Trump's Support Not Enough to Save Kentucky Coal Power Plant

(Bloomberg) -- The Tennessee Valley Authority will close an aging coal-fired power plant, resisting pressure from President Donald Trump to keep the Kentucky facility operating.

The TVA board voted 6-1 Thursday to shutter the Paradise Fossil Plant Unit 3, which gets most of its coal from mines operated by a longtime and vocal Trump supporter, Robert Murray. Trump tweeted Monday that the board should consider “all factors before voting to close viable power plants.”

The decision came down to money. Cheap natural gas and renewables are driving down the price of electricity, prompting utilities around the country to close coal-fired generators. Even in Kentucky, the heart of coal country where voters backed Trump almost two-to-one in the 2016 election, there’s no getting around the fact that operating aging coal plants can be more costly to ratepayers.

“This decision is not about coal,” TVA Chief Executive Officer Bill Johnson said during the meeting in Chattanooga, Tennessee. “It’s about economics. It’s about keeping rates as low as feasible.”

Burning coal accounted for about 27 percent of U.S. electricity last year, down from 44 percent a decade earlier, according to BloombergNEF. Growing concerns about climate change have prompted regulations that often make coal plants money losers. The industry closed almost 13 gigawatts of coal capacity last year, second only to 2015 when 15 gigawatts were shuttered. For comparison, a typical nuclear reactor has about 1 gigawatt of capacity.

Kenneth Allen was the sole dissenting vote on the TVA board.

“I’m concerned about our portfolio, long term economic impacts, impacts on the community,” Allen said during the meeting. "We’ve even heard from the president on this matter. I’m not completely comfortable with the recommendation.”

**Data section:**
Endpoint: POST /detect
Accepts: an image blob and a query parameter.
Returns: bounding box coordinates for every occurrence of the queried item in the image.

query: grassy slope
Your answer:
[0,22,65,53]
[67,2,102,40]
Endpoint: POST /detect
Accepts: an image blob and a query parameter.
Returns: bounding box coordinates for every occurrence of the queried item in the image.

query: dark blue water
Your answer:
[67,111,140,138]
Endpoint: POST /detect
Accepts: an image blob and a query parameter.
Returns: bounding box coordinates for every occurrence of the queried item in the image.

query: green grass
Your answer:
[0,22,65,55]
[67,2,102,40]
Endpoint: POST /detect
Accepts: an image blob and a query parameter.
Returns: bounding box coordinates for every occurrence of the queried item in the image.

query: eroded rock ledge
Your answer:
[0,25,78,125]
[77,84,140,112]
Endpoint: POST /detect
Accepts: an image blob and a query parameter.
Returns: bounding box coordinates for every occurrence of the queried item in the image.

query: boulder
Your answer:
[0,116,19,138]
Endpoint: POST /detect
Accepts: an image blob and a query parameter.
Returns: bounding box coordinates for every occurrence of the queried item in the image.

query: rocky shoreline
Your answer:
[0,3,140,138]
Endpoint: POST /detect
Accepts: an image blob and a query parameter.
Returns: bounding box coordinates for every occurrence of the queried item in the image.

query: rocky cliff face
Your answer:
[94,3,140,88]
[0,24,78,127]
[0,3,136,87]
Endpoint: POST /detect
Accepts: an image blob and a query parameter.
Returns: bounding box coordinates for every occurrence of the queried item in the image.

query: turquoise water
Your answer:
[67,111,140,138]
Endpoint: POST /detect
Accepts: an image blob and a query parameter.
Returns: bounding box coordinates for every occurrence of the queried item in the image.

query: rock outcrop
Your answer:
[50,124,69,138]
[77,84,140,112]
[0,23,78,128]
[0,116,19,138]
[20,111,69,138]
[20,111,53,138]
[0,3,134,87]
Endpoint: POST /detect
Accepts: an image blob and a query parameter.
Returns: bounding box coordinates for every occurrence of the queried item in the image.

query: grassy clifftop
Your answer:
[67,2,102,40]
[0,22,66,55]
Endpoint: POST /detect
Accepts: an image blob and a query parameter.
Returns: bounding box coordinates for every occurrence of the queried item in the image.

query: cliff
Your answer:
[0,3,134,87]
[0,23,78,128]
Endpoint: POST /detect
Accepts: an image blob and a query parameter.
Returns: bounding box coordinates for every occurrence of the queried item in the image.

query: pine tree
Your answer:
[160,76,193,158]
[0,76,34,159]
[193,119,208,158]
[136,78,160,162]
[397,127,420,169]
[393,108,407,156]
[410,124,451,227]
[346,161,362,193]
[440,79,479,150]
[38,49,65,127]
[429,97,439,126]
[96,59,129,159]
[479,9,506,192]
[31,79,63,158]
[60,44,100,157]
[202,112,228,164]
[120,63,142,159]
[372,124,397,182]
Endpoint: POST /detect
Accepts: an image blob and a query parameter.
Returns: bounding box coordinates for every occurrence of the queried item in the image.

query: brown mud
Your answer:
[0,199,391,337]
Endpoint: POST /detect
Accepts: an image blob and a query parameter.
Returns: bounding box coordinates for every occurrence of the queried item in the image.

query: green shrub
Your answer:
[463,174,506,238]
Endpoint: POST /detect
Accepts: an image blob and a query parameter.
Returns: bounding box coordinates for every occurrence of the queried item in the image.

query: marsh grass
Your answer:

**Task brief:**
In the article about the Kentucky coal plant closure, who cast the only vote against shutting the plant?

**Answer to this exercise:**
Kenneth Allen